--- start of Supplied records ---

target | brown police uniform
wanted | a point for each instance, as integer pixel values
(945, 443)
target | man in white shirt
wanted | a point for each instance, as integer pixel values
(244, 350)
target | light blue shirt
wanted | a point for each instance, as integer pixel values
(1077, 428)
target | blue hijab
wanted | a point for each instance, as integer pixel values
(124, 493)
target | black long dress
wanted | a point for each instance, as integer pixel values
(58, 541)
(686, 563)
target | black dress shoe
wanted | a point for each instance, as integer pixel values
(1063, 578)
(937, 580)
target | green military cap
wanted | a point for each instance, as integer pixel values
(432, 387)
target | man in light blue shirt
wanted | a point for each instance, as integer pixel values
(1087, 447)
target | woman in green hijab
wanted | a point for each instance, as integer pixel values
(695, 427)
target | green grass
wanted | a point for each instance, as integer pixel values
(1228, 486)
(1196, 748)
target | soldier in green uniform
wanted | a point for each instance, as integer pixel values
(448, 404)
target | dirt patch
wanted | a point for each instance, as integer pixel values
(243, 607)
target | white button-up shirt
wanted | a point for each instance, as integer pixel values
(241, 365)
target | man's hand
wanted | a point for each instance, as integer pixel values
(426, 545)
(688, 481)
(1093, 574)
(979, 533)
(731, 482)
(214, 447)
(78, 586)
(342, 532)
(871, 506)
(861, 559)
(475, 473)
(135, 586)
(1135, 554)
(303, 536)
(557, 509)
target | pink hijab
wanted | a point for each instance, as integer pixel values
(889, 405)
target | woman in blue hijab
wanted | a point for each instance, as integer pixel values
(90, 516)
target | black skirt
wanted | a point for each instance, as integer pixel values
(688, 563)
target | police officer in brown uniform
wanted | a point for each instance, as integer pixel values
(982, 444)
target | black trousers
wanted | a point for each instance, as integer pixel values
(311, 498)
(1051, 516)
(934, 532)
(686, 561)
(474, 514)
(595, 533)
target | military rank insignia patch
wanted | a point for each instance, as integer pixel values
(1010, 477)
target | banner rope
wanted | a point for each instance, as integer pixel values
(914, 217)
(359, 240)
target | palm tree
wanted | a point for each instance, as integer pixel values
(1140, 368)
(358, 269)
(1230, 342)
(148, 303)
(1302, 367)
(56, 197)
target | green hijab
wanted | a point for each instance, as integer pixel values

--- end of Supplied records ---

■ **Given exercise**
Begin at the line containing "target | pink hijab" and reproduce each line through the end of the records above.

■ **Answer to the task**
target | pink hijab
wanted | a point for each instance, as integer pixel values
(889, 405)
target | woman in blue hijab
wanted | a point for each instance, as integer pixel values
(90, 516)
target | black skirt
wanted | a point for each instance, as integer pixel values
(688, 563)
target | police officer in brown uniform
wanted | a point for each instance, as integer pixel values
(982, 444)
target | black trousers
wanted | a point for each instance, as integer pixel values
(311, 498)
(1051, 516)
(934, 532)
(686, 561)
(474, 514)
(595, 533)
target | military rank insignia patch
wanted | a point for each instance, as integer pixel values
(1010, 477)
target | banner rope
wanted | a point for each instance, as integer pixel values
(914, 217)
(359, 240)
target | palm tree
wanted | a point for each instance, as integer pixel values
(1140, 368)
(358, 269)
(1230, 342)
(148, 303)
(1302, 367)
(56, 197)
target | green hijab
wanted | a point for each instance, as integer pixel values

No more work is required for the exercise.